• Brief
Reproduce word for word the part of the running post below that runs from "I SAW THEM." to "I was proud.".

• Reading passage
^^^^^^^^^^^^^^^^
I went for a run yesterday. I am really getting into this fitness malarky. I always said, there was no point getting fit whilst I was still smoking. 8 smoke free weeks now and still going.
As I was running (thank God I was actually RUNNING and not puffed out in a corner)
I SAW THEM.
BOTH OF THEM.
My ex-friend/boss and her mother.
The two that gave me personal hell like no other.
Walking without a care in the world. La, la, la.
DO THEY EVEN KNOW WHAT THEY DID?
This injustice STILL churns me up. I survived a shitty husband walk out on his family. So, why do these two people still affect me in such a way?
Many things happened during my brief 8 months working for my friend and her mother. I was my friend's mentor while she was training to become a nursery worker. I took her under my wing many years ago and watched her blossom into a great nursery assistant. I was proud.
It was her dream to own a nursery one day. Daddy bought one for her. How kind.
With Mowgli at school and a new baby, a single mum needs to make ends meet. So I went back to full-time work when she was 2 months old.
^^^^^^^^^^^^^^^^
[Image box annotation records]
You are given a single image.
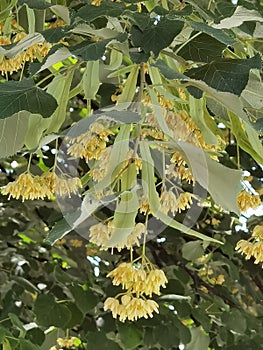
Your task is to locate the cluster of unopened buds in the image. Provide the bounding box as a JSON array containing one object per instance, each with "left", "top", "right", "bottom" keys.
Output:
[
  {"left": 104, "top": 256, "right": 168, "bottom": 322},
  {"left": 236, "top": 225, "right": 263, "bottom": 264},
  {"left": 2, "top": 172, "right": 82, "bottom": 201}
]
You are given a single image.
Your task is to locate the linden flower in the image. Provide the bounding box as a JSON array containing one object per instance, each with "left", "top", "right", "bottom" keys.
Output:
[
  {"left": 176, "top": 192, "right": 196, "bottom": 213},
  {"left": 107, "top": 263, "right": 135, "bottom": 289},
  {"left": 104, "top": 297, "right": 120, "bottom": 318},
  {"left": 237, "top": 191, "right": 261, "bottom": 211},
  {"left": 160, "top": 190, "right": 177, "bottom": 215},
  {"left": 252, "top": 225, "right": 263, "bottom": 240},
  {"left": 143, "top": 269, "right": 168, "bottom": 297},
  {"left": 126, "top": 298, "right": 159, "bottom": 321},
  {"left": 2, "top": 173, "right": 51, "bottom": 201},
  {"left": 89, "top": 222, "right": 110, "bottom": 247},
  {"left": 114, "top": 222, "right": 146, "bottom": 252},
  {"left": 252, "top": 241, "right": 263, "bottom": 264},
  {"left": 235, "top": 239, "right": 253, "bottom": 260}
]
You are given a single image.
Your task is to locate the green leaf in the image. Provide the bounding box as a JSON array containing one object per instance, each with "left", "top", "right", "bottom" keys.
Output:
[
  {"left": 47, "top": 69, "right": 74, "bottom": 133},
  {"left": 82, "top": 60, "right": 100, "bottom": 100},
  {"left": 189, "top": 95, "right": 218, "bottom": 145},
  {"left": 76, "top": 2, "right": 126, "bottom": 23},
  {"left": 34, "top": 294, "right": 71, "bottom": 328},
  {"left": 185, "top": 327, "right": 210, "bottom": 350},
  {"left": 25, "top": 114, "right": 50, "bottom": 149},
  {"left": 0, "top": 33, "right": 44, "bottom": 58},
  {"left": 213, "top": 6, "right": 263, "bottom": 29},
  {"left": 190, "top": 21, "right": 235, "bottom": 45},
  {"left": 19, "top": 339, "right": 40, "bottom": 350},
  {"left": 185, "top": 55, "right": 261, "bottom": 95},
  {"left": 179, "top": 33, "right": 226, "bottom": 63},
  {"left": 117, "top": 322, "right": 143, "bottom": 350},
  {"left": 18, "top": 0, "right": 51, "bottom": 10},
  {"left": 131, "top": 18, "right": 184, "bottom": 56},
  {"left": 0, "top": 79, "right": 57, "bottom": 119},
  {"left": 118, "top": 65, "right": 139, "bottom": 103},
  {"left": 69, "top": 286, "right": 98, "bottom": 315},
  {"left": 182, "top": 241, "right": 204, "bottom": 261},
  {"left": 140, "top": 141, "right": 221, "bottom": 244},
  {"left": 221, "top": 309, "right": 247, "bottom": 334},
  {"left": 229, "top": 113, "right": 263, "bottom": 163},
  {"left": 70, "top": 39, "right": 111, "bottom": 61},
  {"left": 87, "top": 331, "right": 121, "bottom": 350},
  {"left": 0, "top": 111, "right": 30, "bottom": 158},
  {"left": 177, "top": 142, "right": 242, "bottom": 214}
]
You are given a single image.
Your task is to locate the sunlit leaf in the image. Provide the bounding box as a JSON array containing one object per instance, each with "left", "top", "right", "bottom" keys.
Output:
[{"left": 0, "top": 79, "right": 57, "bottom": 119}]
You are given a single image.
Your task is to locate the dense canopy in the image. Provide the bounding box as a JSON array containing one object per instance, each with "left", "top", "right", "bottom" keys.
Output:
[{"left": 0, "top": 0, "right": 263, "bottom": 350}]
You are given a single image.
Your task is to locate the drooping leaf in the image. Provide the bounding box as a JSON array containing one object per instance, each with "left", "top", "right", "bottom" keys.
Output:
[
  {"left": 189, "top": 21, "right": 235, "bottom": 45},
  {"left": 70, "top": 39, "right": 111, "bottom": 61},
  {"left": 70, "top": 285, "right": 98, "bottom": 315},
  {"left": 178, "top": 142, "right": 242, "bottom": 214},
  {"left": 118, "top": 322, "right": 143, "bottom": 350},
  {"left": 229, "top": 113, "right": 263, "bottom": 164},
  {"left": 0, "top": 33, "right": 44, "bottom": 58},
  {"left": 18, "top": 0, "right": 51, "bottom": 10},
  {"left": 37, "top": 46, "right": 72, "bottom": 73},
  {"left": 34, "top": 294, "right": 71, "bottom": 328},
  {"left": 153, "top": 60, "right": 248, "bottom": 120},
  {"left": 216, "top": 6, "right": 263, "bottom": 29},
  {"left": 177, "top": 33, "right": 226, "bottom": 63},
  {"left": 185, "top": 327, "right": 210, "bottom": 350},
  {"left": 140, "top": 141, "right": 221, "bottom": 244},
  {"left": 0, "top": 79, "right": 57, "bottom": 119},
  {"left": 76, "top": 2, "right": 126, "bottom": 23},
  {"left": 0, "top": 111, "right": 30, "bottom": 158},
  {"left": 47, "top": 69, "right": 74, "bottom": 133},
  {"left": 185, "top": 55, "right": 261, "bottom": 95},
  {"left": 131, "top": 18, "right": 184, "bottom": 56},
  {"left": 82, "top": 60, "right": 100, "bottom": 100},
  {"left": 182, "top": 241, "right": 204, "bottom": 261}
]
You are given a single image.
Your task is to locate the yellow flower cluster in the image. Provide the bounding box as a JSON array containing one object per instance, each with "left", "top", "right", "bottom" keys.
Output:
[
  {"left": 160, "top": 189, "right": 196, "bottom": 215},
  {"left": 49, "top": 337, "right": 79, "bottom": 350},
  {"left": 89, "top": 221, "right": 146, "bottom": 252},
  {"left": 68, "top": 122, "right": 113, "bottom": 159},
  {"left": 2, "top": 172, "right": 82, "bottom": 201},
  {"left": 237, "top": 191, "right": 261, "bottom": 211},
  {"left": 104, "top": 259, "right": 168, "bottom": 322},
  {"left": 236, "top": 225, "right": 263, "bottom": 264},
  {"left": 0, "top": 33, "right": 51, "bottom": 75}
]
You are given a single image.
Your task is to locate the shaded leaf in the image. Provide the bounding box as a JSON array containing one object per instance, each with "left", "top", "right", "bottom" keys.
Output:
[
  {"left": 177, "top": 33, "right": 226, "bottom": 63},
  {"left": 118, "top": 322, "right": 143, "bottom": 350},
  {"left": 18, "top": 0, "right": 51, "bottom": 10},
  {"left": 190, "top": 21, "right": 235, "bottom": 45},
  {"left": 70, "top": 286, "right": 98, "bottom": 315},
  {"left": 0, "top": 111, "right": 30, "bottom": 158},
  {"left": 216, "top": 6, "right": 263, "bottom": 29},
  {"left": 34, "top": 294, "right": 71, "bottom": 328},
  {"left": 0, "top": 79, "right": 57, "bottom": 119},
  {"left": 185, "top": 55, "right": 261, "bottom": 95},
  {"left": 131, "top": 18, "right": 184, "bottom": 56},
  {"left": 185, "top": 327, "right": 210, "bottom": 350},
  {"left": 70, "top": 39, "right": 111, "bottom": 61},
  {"left": 76, "top": 2, "right": 126, "bottom": 23},
  {"left": 182, "top": 241, "right": 204, "bottom": 261}
]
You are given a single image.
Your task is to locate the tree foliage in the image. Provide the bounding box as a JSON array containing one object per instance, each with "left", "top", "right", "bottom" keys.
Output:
[{"left": 0, "top": 0, "right": 263, "bottom": 350}]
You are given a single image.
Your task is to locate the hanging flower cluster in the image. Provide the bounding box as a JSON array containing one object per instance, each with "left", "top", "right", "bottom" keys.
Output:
[
  {"left": 0, "top": 32, "right": 51, "bottom": 75},
  {"left": 2, "top": 172, "right": 82, "bottom": 201},
  {"left": 89, "top": 221, "right": 146, "bottom": 252},
  {"left": 104, "top": 256, "right": 168, "bottom": 322},
  {"left": 236, "top": 225, "right": 263, "bottom": 264},
  {"left": 237, "top": 190, "right": 261, "bottom": 211},
  {"left": 68, "top": 122, "right": 114, "bottom": 160}
]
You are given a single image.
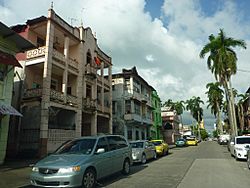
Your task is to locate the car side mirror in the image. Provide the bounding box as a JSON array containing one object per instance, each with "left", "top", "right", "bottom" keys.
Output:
[{"left": 95, "top": 148, "right": 105, "bottom": 154}]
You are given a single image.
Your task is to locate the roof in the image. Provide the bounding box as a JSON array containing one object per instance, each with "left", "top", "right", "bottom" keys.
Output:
[
  {"left": 0, "top": 22, "right": 35, "bottom": 52},
  {"left": 112, "top": 66, "right": 155, "bottom": 91}
]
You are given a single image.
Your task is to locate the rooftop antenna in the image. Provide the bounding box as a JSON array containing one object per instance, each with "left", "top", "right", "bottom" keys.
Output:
[{"left": 81, "top": 8, "right": 85, "bottom": 27}]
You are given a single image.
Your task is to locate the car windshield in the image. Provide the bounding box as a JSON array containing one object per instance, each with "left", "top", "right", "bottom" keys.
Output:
[
  {"left": 130, "top": 142, "right": 143, "bottom": 148},
  {"left": 236, "top": 137, "right": 250, "bottom": 144},
  {"left": 54, "top": 139, "right": 96, "bottom": 154},
  {"left": 152, "top": 141, "right": 162, "bottom": 146},
  {"left": 177, "top": 138, "right": 185, "bottom": 141}
]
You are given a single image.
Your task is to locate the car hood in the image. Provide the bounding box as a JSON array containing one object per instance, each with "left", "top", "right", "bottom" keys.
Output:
[
  {"left": 35, "top": 154, "right": 89, "bottom": 167},
  {"left": 132, "top": 148, "right": 143, "bottom": 153}
]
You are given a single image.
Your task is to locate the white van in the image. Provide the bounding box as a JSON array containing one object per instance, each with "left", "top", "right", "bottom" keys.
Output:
[{"left": 229, "top": 136, "right": 250, "bottom": 160}]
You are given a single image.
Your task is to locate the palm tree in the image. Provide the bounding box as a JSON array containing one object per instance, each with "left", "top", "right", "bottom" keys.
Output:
[
  {"left": 206, "top": 82, "right": 224, "bottom": 133},
  {"left": 186, "top": 96, "right": 204, "bottom": 139},
  {"left": 200, "top": 29, "right": 246, "bottom": 135},
  {"left": 237, "top": 93, "right": 249, "bottom": 131}
]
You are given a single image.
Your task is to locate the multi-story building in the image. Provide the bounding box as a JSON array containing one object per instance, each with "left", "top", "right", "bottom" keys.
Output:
[
  {"left": 8, "top": 8, "right": 112, "bottom": 156},
  {"left": 161, "top": 107, "right": 180, "bottom": 144},
  {"left": 150, "top": 91, "right": 162, "bottom": 139},
  {"left": 112, "top": 67, "right": 155, "bottom": 140},
  {"left": 0, "top": 22, "right": 34, "bottom": 164}
]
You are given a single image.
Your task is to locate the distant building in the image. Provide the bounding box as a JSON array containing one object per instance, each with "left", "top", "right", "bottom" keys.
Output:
[
  {"left": 0, "top": 22, "right": 34, "bottom": 164},
  {"left": 150, "top": 91, "right": 162, "bottom": 139},
  {"left": 161, "top": 107, "right": 181, "bottom": 144},
  {"left": 112, "top": 67, "right": 155, "bottom": 140}
]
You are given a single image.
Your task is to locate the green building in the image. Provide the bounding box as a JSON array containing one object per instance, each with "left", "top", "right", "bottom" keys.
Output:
[
  {"left": 0, "top": 22, "right": 34, "bottom": 164},
  {"left": 151, "top": 91, "right": 163, "bottom": 139}
]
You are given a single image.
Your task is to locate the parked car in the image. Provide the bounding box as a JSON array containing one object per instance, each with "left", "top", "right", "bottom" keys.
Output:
[
  {"left": 175, "top": 138, "right": 186, "bottom": 147},
  {"left": 150, "top": 140, "right": 169, "bottom": 156},
  {"left": 218, "top": 134, "right": 230, "bottom": 145},
  {"left": 186, "top": 137, "right": 198, "bottom": 146},
  {"left": 246, "top": 145, "right": 250, "bottom": 170},
  {"left": 30, "top": 135, "right": 132, "bottom": 188},
  {"left": 229, "top": 136, "right": 250, "bottom": 160},
  {"left": 130, "top": 140, "right": 157, "bottom": 164}
]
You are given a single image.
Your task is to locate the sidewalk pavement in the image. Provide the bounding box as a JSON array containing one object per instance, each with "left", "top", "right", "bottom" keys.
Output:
[
  {"left": 0, "top": 145, "right": 176, "bottom": 188},
  {"left": 0, "top": 159, "right": 37, "bottom": 188}
]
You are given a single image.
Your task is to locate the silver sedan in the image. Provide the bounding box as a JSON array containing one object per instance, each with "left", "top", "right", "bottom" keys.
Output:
[{"left": 130, "top": 140, "right": 157, "bottom": 164}]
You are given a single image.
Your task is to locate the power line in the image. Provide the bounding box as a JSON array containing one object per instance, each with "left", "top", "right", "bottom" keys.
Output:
[{"left": 237, "top": 69, "right": 250, "bottom": 73}]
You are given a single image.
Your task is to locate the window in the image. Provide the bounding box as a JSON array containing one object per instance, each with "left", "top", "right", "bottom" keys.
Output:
[
  {"left": 0, "top": 64, "right": 7, "bottom": 81},
  {"left": 125, "top": 100, "right": 131, "bottom": 114},
  {"left": 128, "top": 130, "right": 132, "bottom": 140},
  {"left": 87, "top": 52, "right": 92, "bottom": 64},
  {"left": 86, "top": 84, "right": 92, "bottom": 98},
  {"left": 135, "top": 131, "right": 140, "bottom": 140},
  {"left": 112, "top": 101, "right": 116, "bottom": 114},
  {"left": 95, "top": 138, "right": 109, "bottom": 152},
  {"left": 67, "top": 86, "right": 72, "bottom": 95},
  {"left": 50, "top": 79, "right": 58, "bottom": 90},
  {"left": 36, "top": 37, "right": 45, "bottom": 47},
  {"left": 135, "top": 102, "right": 141, "bottom": 115}
]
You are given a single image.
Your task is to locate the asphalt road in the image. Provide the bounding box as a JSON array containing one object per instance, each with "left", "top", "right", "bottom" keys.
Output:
[
  {"left": 0, "top": 141, "right": 250, "bottom": 188},
  {"left": 99, "top": 141, "right": 250, "bottom": 188}
]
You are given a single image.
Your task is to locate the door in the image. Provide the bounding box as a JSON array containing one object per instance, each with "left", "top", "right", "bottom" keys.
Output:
[{"left": 95, "top": 137, "right": 113, "bottom": 178}]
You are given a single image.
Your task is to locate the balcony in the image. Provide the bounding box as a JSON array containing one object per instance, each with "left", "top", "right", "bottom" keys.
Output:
^^^^^^^^^^^^^^^^
• Task output
I SAW THEM.
BOTH OF THEM.
My ex-friend/boss and her mother.
The two that gave me personal hell like no other.
Walking without a care in the world. La, la, la.
DO THEY EVEN KNOW WHAT THEY DID?
This injustice STILL churns me up. I survived a shitty husband walk out on his family. So, why do these two people still affect me in such a way?
Many things happened during my brief 8 months working for my friend and her mother. I was my friend's mentor while she was training to become a nursery worker. I took her under my wing many years ago and watched her blossom into a great nursery assistant. I was proud.